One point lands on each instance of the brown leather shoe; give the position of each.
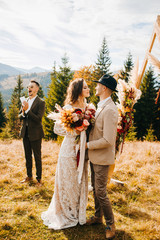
(110, 231)
(27, 179)
(39, 183)
(94, 220)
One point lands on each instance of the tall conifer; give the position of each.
(128, 65)
(2, 113)
(145, 107)
(56, 94)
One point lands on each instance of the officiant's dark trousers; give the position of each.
(99, 177)
(35, 147)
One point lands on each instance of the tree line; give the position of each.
(146, 110)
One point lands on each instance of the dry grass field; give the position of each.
(136, 205)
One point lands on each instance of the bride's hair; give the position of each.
(74, 90)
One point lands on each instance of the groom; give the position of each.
(101, 150)
(32, 132)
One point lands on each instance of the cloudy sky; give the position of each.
(39, 32)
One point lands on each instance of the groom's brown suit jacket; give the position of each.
(33, 119)
(102, 137)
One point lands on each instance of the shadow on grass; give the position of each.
(92, 233)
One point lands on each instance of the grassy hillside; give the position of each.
(136, 205)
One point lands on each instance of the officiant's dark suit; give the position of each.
(32, 132)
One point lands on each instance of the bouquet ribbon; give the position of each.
(82, 155)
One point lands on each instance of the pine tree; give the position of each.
(2, 113)
(40, 92)
(103, 62)
(86, 72)
(156, 124)
(56, 94)
(17, 92)
(14, 107)
(145, 107)
(128, 65)
(13, 121)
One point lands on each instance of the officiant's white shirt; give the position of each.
(30, 102)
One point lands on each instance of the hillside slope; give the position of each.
(136, 205)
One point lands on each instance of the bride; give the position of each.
(68, 204)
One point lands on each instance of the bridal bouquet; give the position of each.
(75, 118)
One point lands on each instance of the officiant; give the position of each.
(32, 133)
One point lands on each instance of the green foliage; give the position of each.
(13, 121)
(156, 124)
(131, 136)
(40, 92)
(101, 67)
(2, 113)
(145, 107)
(103, 62)
(56, 94)
(128, 65)
(150, 136)
(17, 93)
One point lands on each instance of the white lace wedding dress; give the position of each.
(69, 201)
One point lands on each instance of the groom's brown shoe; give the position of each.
(27, 179)
(94, 220)
(110, 232)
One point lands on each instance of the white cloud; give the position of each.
(39, 32)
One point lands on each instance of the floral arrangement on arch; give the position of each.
(128, 95)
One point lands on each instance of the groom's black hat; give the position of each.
(108, 81)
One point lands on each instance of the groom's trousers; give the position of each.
(99, 177)
(35, 147)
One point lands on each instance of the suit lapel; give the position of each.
(106, 103)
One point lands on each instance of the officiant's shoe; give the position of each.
(27, 179)
(110, 232)
(94, 220)
(39, 183)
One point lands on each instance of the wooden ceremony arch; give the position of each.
(156, 32)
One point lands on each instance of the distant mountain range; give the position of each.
(10, 71)
(8, 79)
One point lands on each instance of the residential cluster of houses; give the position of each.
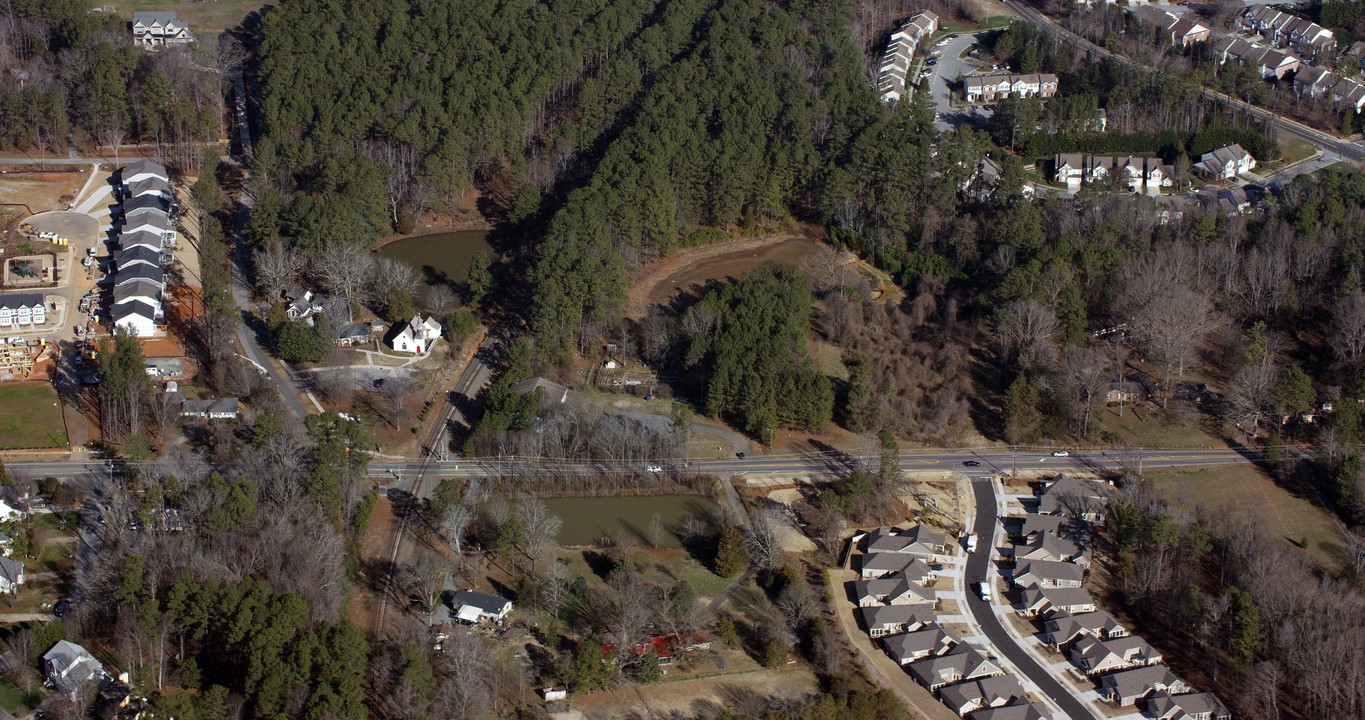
(1182, 32)
(159, 29)
(1051, 555)
(896, 605)
(22, 310)
(145, 242)
(994, 86)
(1136, 172)
(1285, 30)
(896, 60)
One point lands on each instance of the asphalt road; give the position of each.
(978, 564)
(1349, 150)
(991, 461)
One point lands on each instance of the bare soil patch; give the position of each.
(690, 271)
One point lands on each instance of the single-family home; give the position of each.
(1226, 163)
(159, 29)
(415, 335)
(893, 590)
(68, 667)
(142, 170)
(919, 541)
(1313, 81)
(1124, 392)
(22, 310)
(881, 564)
(1047, 574)
(139, 316)
(1032, 526)
(961, 663)
(1098, 656)
(210, 409)
(11, 575)
(300, 303)
(472, 607)
(1068, 496)
(919, 644)
(890, 619)
(1069, 168)
(1234, 201)
(1020, 711)
(1186, 707)
(1053, 548)
(983, 693)
(1129, 686)
(1347, 93)
(1181, 30)
(1062, 627)
(1043, 600)
(149, 186)
(356, 334)
(550, 390)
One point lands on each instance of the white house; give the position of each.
(210, 409)
(138, 316)
(472, 607)
(1226, 163)
(70, 667)
(22, 310)
(11, 575)
(415, 335)
(159, 29)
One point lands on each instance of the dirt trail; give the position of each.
(661, 279)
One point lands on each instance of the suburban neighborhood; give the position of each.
(707, 361)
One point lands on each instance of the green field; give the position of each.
(1246, 487)
(587, 519)
(204, 18)
(30, 417)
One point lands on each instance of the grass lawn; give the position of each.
(1145, 428)
(204, 18)
(1286, 515)
(30, 417)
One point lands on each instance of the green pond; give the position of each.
(586, 519)
(441, 257)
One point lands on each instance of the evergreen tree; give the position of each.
(732, 556)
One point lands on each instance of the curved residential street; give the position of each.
(978, 569)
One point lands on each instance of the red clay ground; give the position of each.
(688, 271)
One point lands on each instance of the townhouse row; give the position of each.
(896, 60)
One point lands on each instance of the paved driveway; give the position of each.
(978, 569)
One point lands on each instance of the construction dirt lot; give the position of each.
(699, 697)
(690, 271)
(41, 191)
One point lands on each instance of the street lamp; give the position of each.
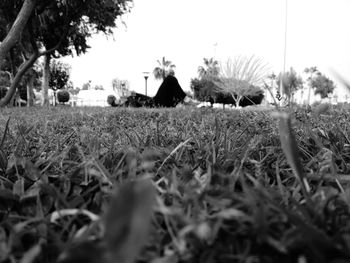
(146, 75)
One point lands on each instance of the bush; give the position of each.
(111, 100)
(63, 96)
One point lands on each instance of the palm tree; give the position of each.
(163, 69)
(211, 68)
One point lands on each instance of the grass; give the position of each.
(174, 185)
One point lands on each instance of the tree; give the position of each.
(13, 36)
(59, 74)
(319, 82)
(210, 68)
(98, 87)
(163, 69)
(291, 82)
(63, 96)
(242, 76)
(121, 87)
(57, 28)
(87, 85)
(311, 71)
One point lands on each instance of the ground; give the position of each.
(221, 185)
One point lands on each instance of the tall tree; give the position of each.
(319, 82)
(242, 76)
(57, 28)
(210, 68)
(14, 34)
(163, 69)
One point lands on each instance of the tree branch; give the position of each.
(14, 34)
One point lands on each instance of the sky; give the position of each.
(186, 31)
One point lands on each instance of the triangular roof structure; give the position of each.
(169, 93)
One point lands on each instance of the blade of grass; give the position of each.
(290, 149)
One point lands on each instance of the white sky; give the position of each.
(185, 31)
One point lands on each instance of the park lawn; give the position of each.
(224, 187)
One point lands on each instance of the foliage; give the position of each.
(241, 76)
(63, 96)
(210, 68)
(321, 84)
(73, 181)
(98, 87)
(111, 100)
(60, 75)
(204, 89)
(60, 27)
(87, 85)
(121, 87)
(163, 69)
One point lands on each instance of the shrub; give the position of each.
(111, 100)
(63, 96)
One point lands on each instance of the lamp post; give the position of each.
(146, 75)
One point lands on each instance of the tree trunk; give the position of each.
(15, 32)
(30, 92)
(22, 70)
(46, 81)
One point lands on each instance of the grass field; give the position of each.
(174, 185)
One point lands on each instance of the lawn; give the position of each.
──────────────────────────────
• _Work instructions_:
Everything in the listing above, apart from its pictures, must be repeated exactly.

• _Answer area_:
One point lands on each instance of the brown leather shoe; give the position of each.
(110, 231)
(27, 179)
(39, 183)
(94, 220)
One point lands on each instance of the tall conifer; give the position of each.
(128, 65)
(2, 113)
(145, 107)
(56, 94)
One point lands on each instance of the officiant's dark trousers; give the position of each.
(99, 177)
(35, 147)
One point lands on each instance of the tree line; give the position of each.
(146, 110)
One point lands on each instance of the dry grass field; give the position of each.
(136, 205)
One point lands on each instance of the bride's hair; give the position of each.
(74, 90)
One point lands on each instance of the groom; give the position of each.
(101, 150)
(32, 132)
One point lands on each instance of the cloudy sky; give the position of each.
(39, 32)
One point lands on each instance of the groom's brown suit jacket; give the position of each.
(33, 119)
(102, 137)
One point lands on each instance of the shadow on grass; give the position of each.
(92, 233)
One point lands on each instance of the grassy hillside; give the position of each.
(136, 205)
One point lands on each instance of the officiant's dark suit; give the position of each.
(32, 132)
One point lands on each instance of the bouquet ribbon; give the position of each.
(82, 155)
One point lands on each instance of the pine tree; give the position of each.
(2, 113)
(40, 92)
(103, 62)
(86, 72)
(156, 124)
(56, 94)
(17, 92)
(14, 107)
(145, 107)
(128, 65)
(13, 121)
One point lands on each instance of the officiant's white shirt; give the position of each.
(30, 102)
One point lands on each instance of the hillside slope; give the position of each.
(136, 205)
One point lands on each instance of the bride; give the position of each.
(68, 204)
One point lands on each instance of the bridal bouquet; give the position of each.
(75, 118)
One point lands on each instance of the officiant; give the position of each.
(32, 133)
One point lands on each instance of the green foliage; give the position of each.
(13, 121)
(156, 124)
(131, 136)
(40, 92)
(101, 67)
(2, 113)
(145, 107)
(103, 62)
(56, 94)
(128, 65)
(150, 136)
(17, 93)
One point lands on each instance of the white lace wedding dress; give the position of each.
(69, 201)
One point lands on each instance of the groom's brown shoe; give the position of each.
(27, 179)
(94, 220)
(110, 232)
One point lands on each instance of the white cloud; give the position of each.
(39, 32)
One point lands on each instance of the floral arrangement on arch; give the position of each.
(128, 95)
One point lands on each instance of the groom's black hat; give the position of each.
(108, 81)
One point lands on each instance of the groom's trousers; give the position of each.
(99, 177)
(35, 147)
One point lands on each instance of the suit lapel; give the position of each.
(106, 103)
One point lands on each instance of the officiant's shoe; give the position of each.
(27, 179)
(110, 232)
(94, 220)
(39, 183)
One point lands on each instance of the wooden ceremony arch; give the position of each.
(156, 32)
One point lands on each instance of the distant mountain range; give the position of each.
(10, 71)
(8, 79)
One point lands on each instance of the residential cluster of houses; give the position of each.
(1182, 32)
(159, 29)
(1051, 555)
(896, 605)
(22, 310)
(145, 242)
(994, 86)
(1136, 172)
(1285, 30)
(896, 60)
One point lands on each instance of the asphalt road; give the position of each.
(978, 564)
(1349, 150)
(991, 461)
One point lands on each instance of the bare soil patch; give the position of each.
(690, 271)
One point lands on each instance of the single-family home; give the position of each.
(1226, 163)
(159, 29)
(415, 335)
(893, 590)
(68, 667)
(142, 170)
(919, 541)
(1313, 81)
(1124, 392)
(22, 310)
(881, 564)
(1047, 574)
(139, 316)
(1032, 526)
(961, 663)
(1098, 656)
(210, 409)
(11, 575)
(300, 303)
(472, 607)
(1068, 496)
(919, 644)
(890, 619)
(1069, 168)
(1234, 201)
(1020, 711)
(1186, 707)
(1053, 548)
(983, 693)
(1129, 686)
(1347, 93)
(1181, 30)
(1062, 627)
(1043, 600)
(149, 186)
(356, 334)
(550, 390)
One point lands on each instance of the white house; give the position of each.
(210, 409)
(138, 316)
(472, 607)
(1226, 163)
(70, 667)
(22, 310)
(11, 575)
(415, 335)
(159, 29)
One point lands on each instance of the dirt trail; give the position of each.
(661, 279)
One point lands on each instance of the suburban neighborhood; give the position of each.
(707, 361)
One point lands on each instance of the green field; give the position of each.
(1246, 487)
(587, 519)
(204, 18)
(30, 417)
One point lands on each instance of the grass lawn; give the position of each.
(1145, 428)
(204, 18)
(1286, 515)
(30, 417)
One point lands on each instance of the green pond; give the position of each.
(586, 519)
(441, 257)
One point lands on each instance of the evergreen tree; give the position of each.
(732, 556)
One point lands on each instance of the curved residential street; give the position of each.
(978, 569)
One point lands on each instance of the red clay ground; give the position of each.
(688, 271)
One point lands on each instance of the townhouse row; give the position of each.
(896, 60)
One point lands on each instance of the paved driveway; give the position of each.
(978, 569)
One point lands on each instance of the construction dirt lot; give the position of each.
(699, 697)
(690, 271)
(41, 191)
One point lands on each instance of the street lamp; give the position of each.
(146, 75)
One point lands on each instance of the bush; give the position of each.
(111, 100)
(63, 96)
One point lands on each instance of the palm tree; give the position of each.
(163, 69)
(211, 68)
One point lands on each instance of the grass; give the position of each.
(174, 185)
One point lands on each instance of the tree; give the position of each.
(13, 36)
(59, 74)
(319, 82)
(210, 68)
(98, 87)
(163, 69)
(291, 82)
(63, 96)
(242, 76)
(121, 87)
(57, 28)
(87, 85)
(311, 71)
One point lands on each instance of the ground; give the position of each.
(221, 185)
One point lands on each instance of the tall tree; give the position of each.
(319, 82)
(242, 76)
(57, 28)
(210, 68)
(14, 34)
(163, 69)
One point lands on each instance of the tree branch; give the position of each.
(14, 34)
One point lands on each instance of the sky; give the position of each.
(186, 31)
One point lands on each instance of the triangular roof structure; give the position of each.
(169, 93)
One point lands on each instance of the blade of grass; give the position of each.
(290, 149)
One point lands on each instance of the white sky; give the position of each.
(185, 31)
One point lands on each instance of the park lawn; give the position of each.
(224, 187)
One point lands on each instance of the foliage; give the position of each.
(241, 76)
(63, 96)
(210, 68)
(321, 84)
(73, 181)
(98, 87)
(111, 100)
(60, 75)
(204, 89)
(60, 27)
(87, 85)
(121, 87)
(163, 69)
One point lands on each instance of the shrub; give the position of each.
(111, 100)
(63, 96)
One point lands on each instance of the lamp post; give the position of each.
(146, 75)
One point lands on each instance of the tree trunk; give the position of each.
(15, 32)
(30, 92)
(22, 70)
(46, 81)
One point lands on each instance of the grass field; give the position of each.
(174, 185)
One point lands on each instance of the lawn; give the position of each.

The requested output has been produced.